* EXERCISE INSTRUCTIONS *
The entries are given below. Output each one unchanged.

* EXTRACTED ENTRIES *
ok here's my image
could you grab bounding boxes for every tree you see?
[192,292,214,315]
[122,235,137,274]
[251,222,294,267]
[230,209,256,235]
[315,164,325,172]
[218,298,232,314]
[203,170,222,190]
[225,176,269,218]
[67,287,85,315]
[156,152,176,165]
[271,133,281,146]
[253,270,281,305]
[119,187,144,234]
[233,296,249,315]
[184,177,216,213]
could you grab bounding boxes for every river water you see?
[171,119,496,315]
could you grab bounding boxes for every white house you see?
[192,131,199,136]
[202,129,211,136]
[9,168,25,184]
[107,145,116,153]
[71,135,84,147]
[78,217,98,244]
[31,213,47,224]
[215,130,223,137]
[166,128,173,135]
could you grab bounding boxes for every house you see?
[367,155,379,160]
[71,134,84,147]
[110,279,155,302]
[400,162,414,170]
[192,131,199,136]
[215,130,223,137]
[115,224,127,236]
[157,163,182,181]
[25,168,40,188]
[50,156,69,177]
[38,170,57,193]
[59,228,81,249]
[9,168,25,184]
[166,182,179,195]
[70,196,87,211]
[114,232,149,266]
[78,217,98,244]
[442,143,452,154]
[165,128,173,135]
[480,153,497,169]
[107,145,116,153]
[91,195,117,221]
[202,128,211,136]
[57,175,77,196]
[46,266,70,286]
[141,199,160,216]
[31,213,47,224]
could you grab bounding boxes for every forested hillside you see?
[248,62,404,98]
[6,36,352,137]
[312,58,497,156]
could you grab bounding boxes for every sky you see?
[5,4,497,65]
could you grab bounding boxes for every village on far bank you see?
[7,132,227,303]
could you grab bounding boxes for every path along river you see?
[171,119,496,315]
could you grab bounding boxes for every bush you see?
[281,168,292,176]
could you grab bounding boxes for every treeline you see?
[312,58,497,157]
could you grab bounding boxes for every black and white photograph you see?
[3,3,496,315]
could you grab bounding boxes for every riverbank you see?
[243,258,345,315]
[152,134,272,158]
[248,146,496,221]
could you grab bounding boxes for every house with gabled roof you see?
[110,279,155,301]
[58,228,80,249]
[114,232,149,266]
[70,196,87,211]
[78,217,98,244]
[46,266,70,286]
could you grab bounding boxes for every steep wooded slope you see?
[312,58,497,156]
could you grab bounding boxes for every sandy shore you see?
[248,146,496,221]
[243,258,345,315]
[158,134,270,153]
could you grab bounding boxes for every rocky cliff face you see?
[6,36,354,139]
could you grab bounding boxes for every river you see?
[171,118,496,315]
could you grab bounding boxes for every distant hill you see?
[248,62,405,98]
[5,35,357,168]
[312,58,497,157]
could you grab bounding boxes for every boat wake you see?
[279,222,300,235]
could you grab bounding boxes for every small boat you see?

* WRITTEN SOLUTION *
ok here's my image
could you grab bounding boxes for every tree you see?
[192,292,214,315]
[122,235,137,274]
[251,222,294,267]
[230,209,256,235]
[315,164,325,172]
[218,298,232,314]
[203,170,222,190]
[225,176,269,218]
[67,287,85,315]
[156,152,176,165]
[271,133,281,146]
[253,270,281,305]
[119,187,144,234]
[233,296,249,315]
[184,177,216,213]
could you grab bounding boxes for every river water you see?
[171,119,496,315]
could you grab bounding boxes for every white house you see?
[192,131,199,136]
[202,129,211,136]
[9,168,25,184]
[107,145,116,153]
[71,135,84,147]
[78,217,98,244]
[31,213,47,224]
[215,130,223,137]
[166,128,173,135]
could you grab bounding boxes for every house you see?
[367,155,379,160]
[71,134,84,147]
[110,279,155,302]
[400,162,414,170]
[192,131,199,136]
[215,130,223,137]
[115,224,127,236]
[157,163,182,181]
[25,168,40,188]
[50,156,69,177]
[38,170,57,193]
[59,228,81,249]
[9,168,25,184]
[166,182,179,195]
[70,196,87,211]
[114,232,149,266]
[78,217,98,244]
[442,143,452,154]
[165,128,173,135]
[480,153,497,169]
[107,145,116,153]
[91,195,117,221]
[202,128,211,136]
[57,175,77,196]
[46,266,70,286]
[141,199,160,216]
[31,213,47,224]
could you grab bounding boxes for every forested hillside you see?
[248,62,404,98]
[6,36,352,137]
[312,58,497,156]
could you grab bounding boxes for every sky you see?
[5,4,497,65]
could you grab bounding boxes for every village on far bank you see?
[7,132,227,303]
could you grab bounding boxes for every path along river you see?
[171,119,496,315]
could you grab bounding boxes for every bush you see?
[281,168,292,176]
could you grab bounding boxes for every treeline you see?
[312,58,497,157]
could you grab bounding boxes for every black and white photograph you see?
[3,3,496,315]
could you grab bounding boxes for every riverbank you see?
[243,258,345,315]
[152,134,272,158]
[248,146,496,221]
could you grab bounding boxes for every house with gabled roof you see?
[110,279,155,301]
[58,228,80,249]
[114,232,149,266]
[70,196,87,211]
[78,217,98,244]
[46,266,70,286]
could you grab bounding boxes for every steep wooded slope you see?
[312,58,497,156]
could you grab bounding boxes for every sandy shore you see?
[248,146,496,221]
[243,258,345,315]
[158,134,270,153]
could you grab bounding boxes for every rocky cliff face you see?
[6,36,354,139]
could you grab bounding boxes for every river you see?
[171,118,496,315]
could you grab bounding boxes for every distant hill you see?
[248,62,405,98]
[5,35,357,168]
[312,58,497,157]
could you grab bounding boxes for every boat wake you see?
[279,222,300,235]
could you grab bounding boxes for every small boat you see?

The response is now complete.